┌──

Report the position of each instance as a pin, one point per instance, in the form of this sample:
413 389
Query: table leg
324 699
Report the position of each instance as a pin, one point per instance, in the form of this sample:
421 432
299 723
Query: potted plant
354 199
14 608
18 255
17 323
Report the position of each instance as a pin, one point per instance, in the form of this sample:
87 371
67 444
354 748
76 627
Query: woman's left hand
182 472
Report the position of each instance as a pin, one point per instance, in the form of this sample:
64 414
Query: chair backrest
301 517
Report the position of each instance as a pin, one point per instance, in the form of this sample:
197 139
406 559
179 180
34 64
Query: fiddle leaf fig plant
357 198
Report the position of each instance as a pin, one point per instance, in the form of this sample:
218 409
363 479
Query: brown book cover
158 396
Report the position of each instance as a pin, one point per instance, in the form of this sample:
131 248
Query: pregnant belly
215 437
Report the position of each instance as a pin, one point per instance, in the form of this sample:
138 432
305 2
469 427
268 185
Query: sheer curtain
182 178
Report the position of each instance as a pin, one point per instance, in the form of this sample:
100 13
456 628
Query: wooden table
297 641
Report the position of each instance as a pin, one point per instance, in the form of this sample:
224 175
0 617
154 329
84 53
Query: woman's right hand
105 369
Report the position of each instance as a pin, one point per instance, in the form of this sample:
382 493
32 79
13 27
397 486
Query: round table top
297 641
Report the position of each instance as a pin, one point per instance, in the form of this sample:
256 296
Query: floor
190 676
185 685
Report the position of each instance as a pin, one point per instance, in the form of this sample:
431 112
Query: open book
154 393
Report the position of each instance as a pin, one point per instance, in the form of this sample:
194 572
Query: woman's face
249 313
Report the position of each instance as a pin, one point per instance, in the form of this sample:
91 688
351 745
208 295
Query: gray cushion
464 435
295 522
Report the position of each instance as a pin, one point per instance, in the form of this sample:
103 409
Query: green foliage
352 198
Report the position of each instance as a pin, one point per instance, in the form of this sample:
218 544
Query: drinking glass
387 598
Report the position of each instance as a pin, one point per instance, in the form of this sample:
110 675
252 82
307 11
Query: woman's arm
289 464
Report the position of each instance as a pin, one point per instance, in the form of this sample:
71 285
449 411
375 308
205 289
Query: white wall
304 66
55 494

└──

WHAT IS REQUIRED:
This exercise calls for an exact reproduction of the material.

RESPONSE:
Report the position of each instance as a pin, one point per instance, in the form of this sample:
413 389
Query: table leg
324 699
Report the position of each instance as a pin, one point per instance, in the form of this sample:
421 432
299 723
Query: potted plant
354 199
14 608
18 255
17 323
Report the position of each instance as a pin, one point per instance, in the form of this sample:
87 371
67 444
354 748
76 627
Query: woman's left hand
182 472
Report the position of each instance as a pin, one point per instance, in the form of this sample:
64 414
Query: chair backrest
301 517
Report the position of each instance as a pin, one point per instance, in the form of this sample:
197 139
406 559
179 180
34 64
Query: fiddle leaf fig plant
357 198
Report the position of each instance as a pin, one point per instance, in the form of this sample:
218 409
363 479
Query: brown book cover
158 396
Report the position of each instance as a pin, one point per instance, in the form of this sample:
131 248
Query: pregnant belly
215 437
Report the position of each instance as a pin, one point per instance, in the form of this sample:
138 432
305 2
469 427
268 185
Query: sheer curtain
182 178
Report the position of each instance as a pin, one point per instance, in the form of this sample:
100 13
456 628
Query: wooden table
297 641
Report the position of each instance as a pin, one point per instance, in the form of this sample:
224 175
0 617
154 329
84 53
Query: woman's right hand
105 369
Report the position of each instance as a pin, one point per instance, in the form of this sample:
382 493
32 79
13 27
397 486
Query: round table top
297 641
Report the position of each instance as a pin, one point per instance, in the form of this sample:
256 296
Query: floor
190 676
185 685
Report the position of each instance as a pin, one point per instance, in the form of this sample:
431 112
Query: open book
154 393
Report the position of each instance as a pin, one point per instance, in the form of this sample:
194 572
Query: woman's face
249 313
Report the position of each instance as a pin, one point per instance, in the form of this sample:
91 688
351 745
208 295
Query: gray cushion
464 435
295 522
Report the position of each instance as a pin, one point per instance, in the form of this sample:
103 409
Query: green foliage
352 198
Report the position of each instance as a pin, one point per instance, in the form of this sample:
218 544
Query: drinking glass
387 598
Report the position of each instance as a pin, one point per instance, in the form of this sample:
110 675
252 82
307 11
Query: woman's arm
289 464
Report the position of each instance as a pin, one point per instance, in the form of this sample:
71 285
449 411
375 308
205 289
Query: white wall
304 66
55 494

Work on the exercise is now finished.